- [Page text]:
※

MainJavadocExample
LuceneOutputProcessor Demo

Uses FileXMLDataSource and an XMLResultProcessor to build a Lucene Collection with some XML Data files.

This collection is used by the Lucene Search Source demo.


XML Configuration for this example:

<LuceneCollectionBuild>

  <CollectionGateway class="com.raritantechnologies.xml.dataCollection.SimpleXMLGateway"
                        resultTag="ResultSet" >

    <XMLSource class="com.raritantechnologies.xml.dataCollection.FileXMLDataSource" 
                filePath="C:/Java/Projects/VerityInABox/TestPrograms/CollectionBuild/TestHTMLScraperGatewayHCI/VerityArticles/xmlFiles"
                recurseSubdirectories="false"
                fileNameTag="FileName" />

    <XMLResultProcessor>
       <RecordTag>ResultSet</RecordTag>

        <Field ID="FileName" callbackType="CData" >
          <ParamName>FileName</ParamName> 
          <Comparator class="TagComparator" >
            <TagName>FileName</TagName>
          </Comparator>
        </Field>

        <Field ID="TI" callbackType="CData" >
          <ParamName>TI</ParamName> 
          <Comparator class="TagComparator" >
            <TagName>TI</TagName>
          </Comparator>
        </Field>

        <Field ID="AB" callbackType="CData" >
          <ParamName>AB</ParamName> 
          <Comparator class="TagComparator" >
            <TagName>AB</TagName>
          </Comparator>
        </Field>

        <Field ID="AU" callbackType="CData" >
          <ParamName>AU</ParamName> 
          <Comparator class="TagComparator" >
            <TagName>AU</TagName>
          </Comparator>
        </Field>

        <Field ID="IS" callbackType="CData" >
          <ParamName>IS</ParamName> 
          <Comparator class="TagComparator" >
            <TagName>IS</TagName>
          </Comparator>
        </Field>

        <Field ID="PUB" callbackType="CData" >
          <ParamName>PUB</ParamName> 
          <Comparator class="TagComparator" >
            <TagName>PUB</TagName>
          </Comparator>
        </Field>

        <Field ID="FT" callbackType="CData" multiple="true" delimiter="\n\n" >
          <ParamName>FT</ParamName> 
          <Comparator class="com.raritantechnologies.xml.sax.filter.comparators.ElementListComparator"

※

- [Material provided]:
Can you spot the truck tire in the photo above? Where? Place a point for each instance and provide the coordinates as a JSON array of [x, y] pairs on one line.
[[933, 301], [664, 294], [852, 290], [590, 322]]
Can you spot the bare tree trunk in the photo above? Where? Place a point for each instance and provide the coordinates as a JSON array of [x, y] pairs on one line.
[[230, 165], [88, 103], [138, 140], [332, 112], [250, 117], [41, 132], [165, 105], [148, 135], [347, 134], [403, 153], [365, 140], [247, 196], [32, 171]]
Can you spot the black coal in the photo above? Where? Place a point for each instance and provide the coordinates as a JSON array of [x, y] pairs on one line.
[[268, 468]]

※

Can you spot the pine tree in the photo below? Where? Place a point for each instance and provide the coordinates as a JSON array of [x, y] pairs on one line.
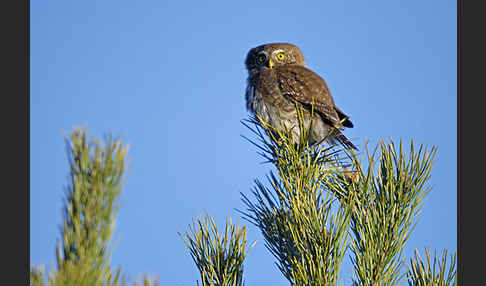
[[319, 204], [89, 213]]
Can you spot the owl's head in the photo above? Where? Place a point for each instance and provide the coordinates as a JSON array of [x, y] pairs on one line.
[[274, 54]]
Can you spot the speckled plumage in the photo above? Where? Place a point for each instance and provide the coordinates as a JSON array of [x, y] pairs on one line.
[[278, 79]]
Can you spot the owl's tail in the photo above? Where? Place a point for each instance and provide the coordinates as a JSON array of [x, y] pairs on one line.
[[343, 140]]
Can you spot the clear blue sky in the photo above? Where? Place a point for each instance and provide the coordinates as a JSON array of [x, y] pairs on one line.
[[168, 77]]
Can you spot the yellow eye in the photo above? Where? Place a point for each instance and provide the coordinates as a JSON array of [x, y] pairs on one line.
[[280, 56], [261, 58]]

※

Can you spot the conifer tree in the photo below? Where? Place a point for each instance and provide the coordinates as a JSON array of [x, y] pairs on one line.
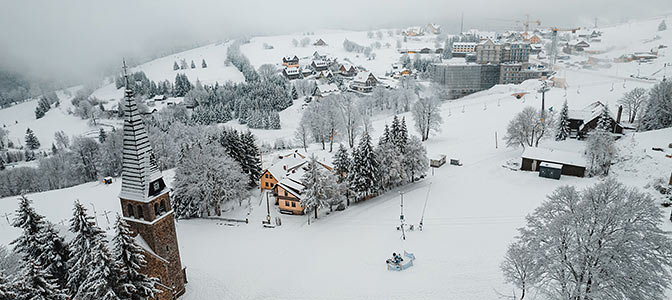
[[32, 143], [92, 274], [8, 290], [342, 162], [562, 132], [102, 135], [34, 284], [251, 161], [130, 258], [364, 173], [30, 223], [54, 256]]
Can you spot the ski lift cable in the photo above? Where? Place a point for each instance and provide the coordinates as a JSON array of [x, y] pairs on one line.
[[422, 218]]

※

- [Given instruction A]:
Answer these from the LuceneOutputProcessor demo page, one line each, marked the same way:
(i) Which demo uses the collection that this example builds?
(ii) What value does the configuration give to recurseSubdirectories?
(iii) What delimiter is set on the field with ID "FT"?
- [Given instruction B]:
List every Field ID defined in the XMLResultProcessor section of the LuceneOutputProcessor demo page.
- [Given instruction C]:
Carry on the LuceneOutputProcessor demo page from the point where it stops.

- [Reply A]:
(i) The Lucene Search Source demo.
(ii) false
(iii) \n\n

- [Reply B]:
FileName, TI, AB, AU, IS, PUB, FT

- [Reply C]:
                      andLogic="false" >
            <Comparator class="com.raritantechnologies.xml.sax.filter.comparators.TagComparator" >
              <TagName>FT</TagName>
            </Comparator>

            <Comparator class="com.raritantechnologies.xml.sax.filter.comparators.TagComparator" >
              <TagName>FT2</TagName>
            </Comparator>

            <Comparator class="com.raritantechnologies.xml.sax.filter.comparators.TagComparator" >
              <TagName>FT3</TagName>
            </Comparator>

            <Comparator class="com.raritantechnologies.xml.sax.filter.comparators.TagComparator" >
              <TagName>FT4</TagName>
            </Comparator>

            <Comparator class="com.raritantechnologies.xml.sax.filter.comparators.TagComparator" >
              <TagName>FT5</TagName>
            </Comparator>

            <Comparator class="com.raritantechnologies.xml.sax.filter.comparators.TagComparator" >
              <TagName>FT6</TagName>
            </Comparator>

            <Comparator class="com.raritantechnologies.xml.sax.filter.comparators.TagComparator" >
              <TagName>FT7</TagName>
            </Comparator>

            <Comparator class="com.raritantechnologies.xml.sax.filter.comparators.TagComparator" >
              <TagName>FT8</TagName>
            </Comparator>
          </Comparator>
        </Field>

    </XMLResultProcessor>

  </CollectionGateway>
 
  <GatewayOutputProcessor class="com.raritantechnologies.federated.lucene.LuceneOutputProcessor"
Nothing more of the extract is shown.